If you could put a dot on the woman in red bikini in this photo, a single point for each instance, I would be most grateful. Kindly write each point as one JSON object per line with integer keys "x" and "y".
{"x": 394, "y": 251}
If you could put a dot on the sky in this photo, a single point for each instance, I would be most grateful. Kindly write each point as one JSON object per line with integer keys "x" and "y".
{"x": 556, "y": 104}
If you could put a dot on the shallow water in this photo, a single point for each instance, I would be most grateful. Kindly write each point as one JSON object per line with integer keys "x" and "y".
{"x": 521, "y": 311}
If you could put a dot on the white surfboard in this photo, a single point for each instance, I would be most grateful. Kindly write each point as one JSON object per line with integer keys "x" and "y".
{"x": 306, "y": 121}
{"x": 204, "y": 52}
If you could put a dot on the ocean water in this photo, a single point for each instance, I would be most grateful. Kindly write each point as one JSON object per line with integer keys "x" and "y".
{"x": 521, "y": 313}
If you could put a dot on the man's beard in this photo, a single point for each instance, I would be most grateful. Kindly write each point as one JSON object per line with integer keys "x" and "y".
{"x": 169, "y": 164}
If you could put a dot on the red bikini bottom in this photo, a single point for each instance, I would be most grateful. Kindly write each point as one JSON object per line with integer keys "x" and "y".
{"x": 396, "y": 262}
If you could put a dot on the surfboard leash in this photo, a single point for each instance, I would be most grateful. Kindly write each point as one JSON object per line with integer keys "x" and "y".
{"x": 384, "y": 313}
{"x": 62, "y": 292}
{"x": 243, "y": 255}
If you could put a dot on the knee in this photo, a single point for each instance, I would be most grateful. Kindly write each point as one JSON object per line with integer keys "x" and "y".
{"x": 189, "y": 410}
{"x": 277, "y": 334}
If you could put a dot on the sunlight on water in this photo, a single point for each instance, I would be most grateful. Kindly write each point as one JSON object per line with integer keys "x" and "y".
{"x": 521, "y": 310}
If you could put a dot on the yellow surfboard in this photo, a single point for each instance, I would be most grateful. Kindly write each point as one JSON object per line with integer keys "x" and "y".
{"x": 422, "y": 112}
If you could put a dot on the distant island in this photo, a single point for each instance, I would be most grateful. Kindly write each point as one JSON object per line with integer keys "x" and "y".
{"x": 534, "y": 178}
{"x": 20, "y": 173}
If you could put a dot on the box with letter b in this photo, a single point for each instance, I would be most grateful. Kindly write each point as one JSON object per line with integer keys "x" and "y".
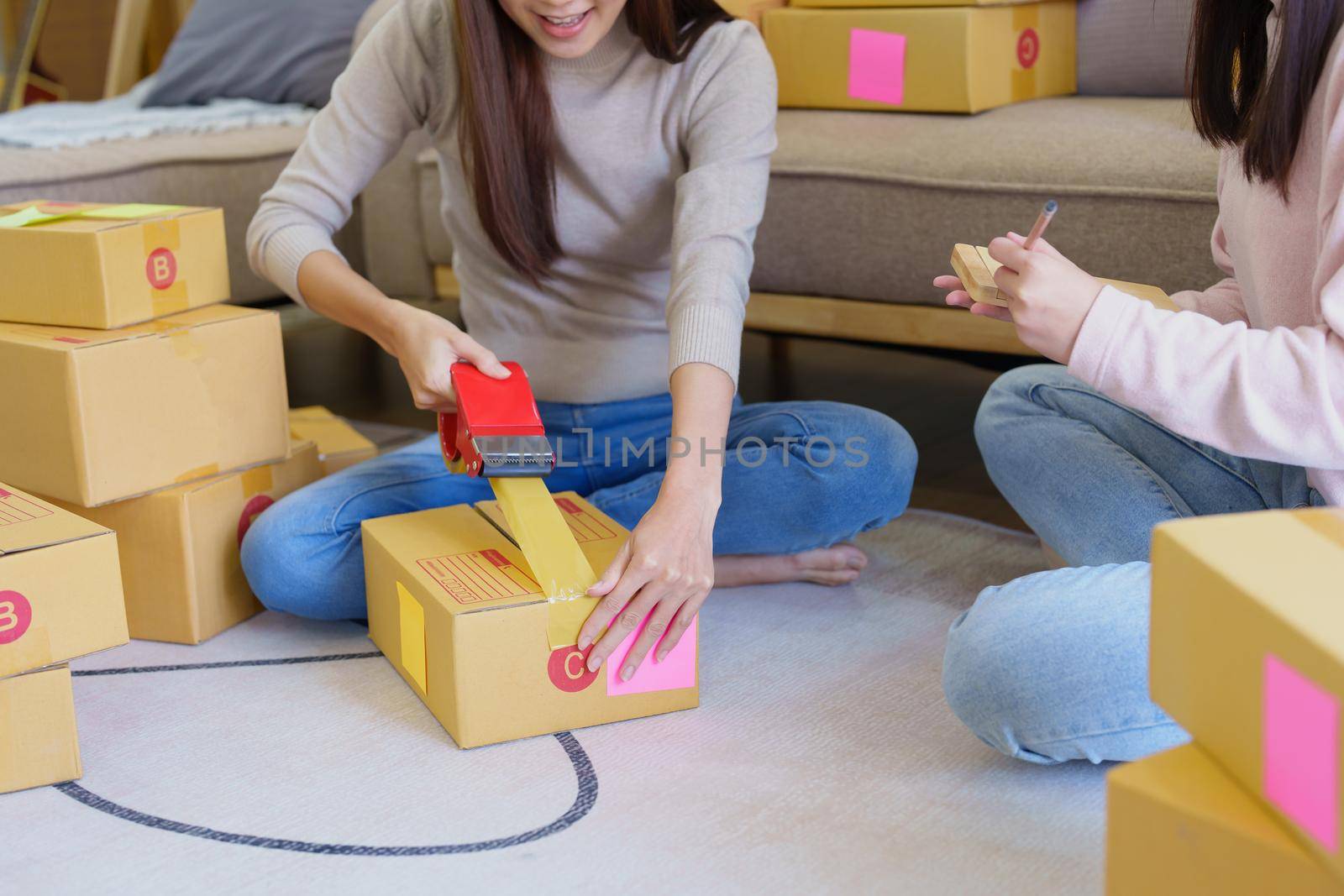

:::

Task to carry out. Count the lines in the items above that contain the word "surfboard" and reply with that number alone.

Final answer. 3